◆ **Problem to work on**
Beginning with the line below that contains "with eyeglasses for player-tracking calibration." and ending with the line that contains "gloves for player-tracking calibration.", copy every line exactly. Copy nothing else.

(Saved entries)
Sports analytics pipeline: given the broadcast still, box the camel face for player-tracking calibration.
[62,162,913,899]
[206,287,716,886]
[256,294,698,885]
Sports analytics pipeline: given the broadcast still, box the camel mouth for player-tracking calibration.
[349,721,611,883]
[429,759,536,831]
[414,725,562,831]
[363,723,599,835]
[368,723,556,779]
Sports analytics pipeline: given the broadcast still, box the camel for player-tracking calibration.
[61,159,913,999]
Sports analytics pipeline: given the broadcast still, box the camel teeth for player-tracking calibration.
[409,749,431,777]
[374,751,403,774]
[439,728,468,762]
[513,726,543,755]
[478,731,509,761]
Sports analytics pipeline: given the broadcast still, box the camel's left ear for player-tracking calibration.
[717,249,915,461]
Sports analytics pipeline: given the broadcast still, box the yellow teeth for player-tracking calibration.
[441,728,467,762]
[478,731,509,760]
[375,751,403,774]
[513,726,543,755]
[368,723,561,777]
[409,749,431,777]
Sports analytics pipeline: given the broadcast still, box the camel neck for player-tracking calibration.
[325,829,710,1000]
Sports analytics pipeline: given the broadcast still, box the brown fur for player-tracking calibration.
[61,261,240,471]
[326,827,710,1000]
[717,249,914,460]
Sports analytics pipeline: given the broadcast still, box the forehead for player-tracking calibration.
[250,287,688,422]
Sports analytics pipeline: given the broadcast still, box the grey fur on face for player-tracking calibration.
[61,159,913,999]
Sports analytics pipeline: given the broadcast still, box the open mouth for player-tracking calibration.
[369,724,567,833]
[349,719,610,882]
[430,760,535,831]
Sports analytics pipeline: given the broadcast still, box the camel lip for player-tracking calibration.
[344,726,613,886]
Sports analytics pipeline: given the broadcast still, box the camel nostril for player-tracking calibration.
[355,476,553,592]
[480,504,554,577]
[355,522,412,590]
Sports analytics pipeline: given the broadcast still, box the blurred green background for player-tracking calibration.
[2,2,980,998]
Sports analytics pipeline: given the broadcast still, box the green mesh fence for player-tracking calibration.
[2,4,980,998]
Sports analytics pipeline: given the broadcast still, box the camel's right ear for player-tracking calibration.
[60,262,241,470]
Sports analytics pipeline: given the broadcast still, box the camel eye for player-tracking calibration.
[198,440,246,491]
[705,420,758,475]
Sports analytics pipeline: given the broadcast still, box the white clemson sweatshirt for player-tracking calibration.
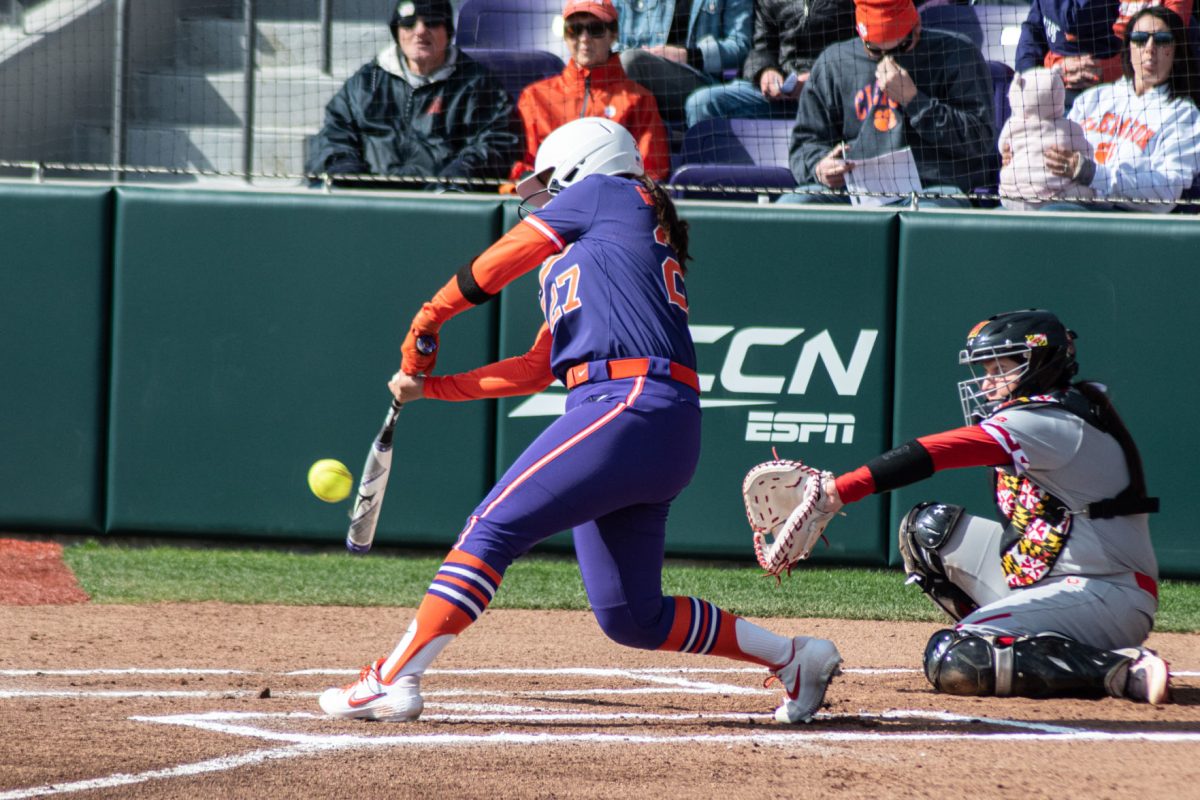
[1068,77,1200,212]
==
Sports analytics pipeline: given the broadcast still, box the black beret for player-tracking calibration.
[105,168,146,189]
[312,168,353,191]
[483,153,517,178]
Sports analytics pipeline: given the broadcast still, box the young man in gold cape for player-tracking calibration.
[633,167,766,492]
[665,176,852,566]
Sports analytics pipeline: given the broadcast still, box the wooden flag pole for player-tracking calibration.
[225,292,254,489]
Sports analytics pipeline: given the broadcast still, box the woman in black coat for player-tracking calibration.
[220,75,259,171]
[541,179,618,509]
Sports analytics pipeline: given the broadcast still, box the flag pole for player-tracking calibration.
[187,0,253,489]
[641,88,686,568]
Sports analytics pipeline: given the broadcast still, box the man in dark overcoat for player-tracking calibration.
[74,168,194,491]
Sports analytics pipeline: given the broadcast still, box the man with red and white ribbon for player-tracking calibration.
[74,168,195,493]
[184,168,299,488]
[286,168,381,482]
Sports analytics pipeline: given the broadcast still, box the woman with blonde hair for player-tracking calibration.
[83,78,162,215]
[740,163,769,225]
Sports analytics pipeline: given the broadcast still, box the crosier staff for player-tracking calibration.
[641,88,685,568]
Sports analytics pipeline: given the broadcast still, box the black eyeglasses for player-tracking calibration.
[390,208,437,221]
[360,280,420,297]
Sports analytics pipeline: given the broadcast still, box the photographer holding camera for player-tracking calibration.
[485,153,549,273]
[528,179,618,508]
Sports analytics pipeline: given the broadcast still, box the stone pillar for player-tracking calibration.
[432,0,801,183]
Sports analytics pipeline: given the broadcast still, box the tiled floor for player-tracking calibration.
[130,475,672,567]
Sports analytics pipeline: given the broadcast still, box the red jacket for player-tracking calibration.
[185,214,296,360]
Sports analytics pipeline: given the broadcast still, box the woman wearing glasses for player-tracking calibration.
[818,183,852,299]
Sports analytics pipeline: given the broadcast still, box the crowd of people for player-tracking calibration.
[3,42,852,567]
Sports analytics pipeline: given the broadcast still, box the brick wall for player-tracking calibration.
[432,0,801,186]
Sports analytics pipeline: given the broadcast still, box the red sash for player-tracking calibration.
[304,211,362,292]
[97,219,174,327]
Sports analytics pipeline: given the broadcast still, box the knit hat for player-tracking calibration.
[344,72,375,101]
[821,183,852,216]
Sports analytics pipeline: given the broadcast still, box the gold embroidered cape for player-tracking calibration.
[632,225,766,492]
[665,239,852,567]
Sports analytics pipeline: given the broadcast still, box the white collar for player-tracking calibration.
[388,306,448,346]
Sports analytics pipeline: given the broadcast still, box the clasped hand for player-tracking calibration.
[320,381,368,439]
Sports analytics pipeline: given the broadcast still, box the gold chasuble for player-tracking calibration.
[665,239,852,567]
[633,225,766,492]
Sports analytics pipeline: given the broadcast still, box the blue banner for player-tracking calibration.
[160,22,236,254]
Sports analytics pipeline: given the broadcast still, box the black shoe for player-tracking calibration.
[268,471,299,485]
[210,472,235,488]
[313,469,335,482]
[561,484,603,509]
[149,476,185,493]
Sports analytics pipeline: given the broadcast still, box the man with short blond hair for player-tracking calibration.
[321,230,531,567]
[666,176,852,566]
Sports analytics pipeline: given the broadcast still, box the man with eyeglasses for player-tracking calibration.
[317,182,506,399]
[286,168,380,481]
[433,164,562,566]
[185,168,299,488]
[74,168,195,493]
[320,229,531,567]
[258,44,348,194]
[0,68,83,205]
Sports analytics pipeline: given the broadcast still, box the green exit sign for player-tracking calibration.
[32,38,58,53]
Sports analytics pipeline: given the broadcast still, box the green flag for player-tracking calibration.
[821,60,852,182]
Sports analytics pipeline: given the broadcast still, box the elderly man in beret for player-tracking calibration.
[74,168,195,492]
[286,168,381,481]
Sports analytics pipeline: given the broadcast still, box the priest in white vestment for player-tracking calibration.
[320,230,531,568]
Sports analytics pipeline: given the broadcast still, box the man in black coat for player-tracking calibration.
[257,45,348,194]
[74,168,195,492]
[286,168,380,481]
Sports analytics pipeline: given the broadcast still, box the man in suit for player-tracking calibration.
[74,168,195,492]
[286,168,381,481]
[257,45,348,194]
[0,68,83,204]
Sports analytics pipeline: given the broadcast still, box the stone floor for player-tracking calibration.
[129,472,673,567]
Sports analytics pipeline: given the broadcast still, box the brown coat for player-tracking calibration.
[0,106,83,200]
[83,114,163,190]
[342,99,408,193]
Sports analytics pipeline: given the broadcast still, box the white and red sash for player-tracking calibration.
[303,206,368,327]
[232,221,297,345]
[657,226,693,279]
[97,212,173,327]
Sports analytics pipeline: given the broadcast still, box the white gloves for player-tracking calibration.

◆ **Exercise result**
Sports analytics pipeline: given the broadcast still, box the man with eyeglasses for player-tracking calibration.
[317,182,506,399]
[286,168,380,481]
[433,164,562,566]
[185,168,299,488]
[74,168,195,493]
[320,229,531,567]
[258,44,348,194]
[0,68,83,205]
Sports analytics pipeline: given the broadcast still, box the green exit sign for player-tracking calibration.
[32,38,58,53]
Sports analytics pipeline: given the broadcast still, box the green flag for player-tracking calibration.
[821,60,852,182]
Sports analytics pipeline: given the broadcast still, box the elderly man in beret for player-tracking calibration.
[74,168,195,492]
[286,168,381,481]
Sports analytics pipeline: given the broadcast still, box the priest in white vestment for player-tracking calibration.
[320,230,531,568]
Sports analytics pipeline: given the broadcast still, box the man in black coat for player-tracking calibration.
[257,45,348,194]
[74,168,195,492]
[286,168,380,481]
Sports analytics pipeline: given the broadcast still, box the man in suit for player-tracking calibration.
[74,168,195,492]
[286,168,381,481]
[257,45,348,194]
[0,68,83,204]
Sports analytics pipeline: given the broadcast still, box the stone floor for player-tracking calibration.
[129,472,673,567]
Sports analytics pipeline: given the broadcast still, box the brown coat for player-tracking calibration.
[0,106,83,200]
[83,114,163,190]
[342,99,408,193]
Sports analytics pipeline: given the broadcast still, box the white and red sash for player-tracking calibration.
[303,206,368,327]
[232,221,297,345]
[657,226,693,279]
[97,212,173,327]
Sports analytics pipeline: given the broadcast still, box the white gloves for player-tracking calibration.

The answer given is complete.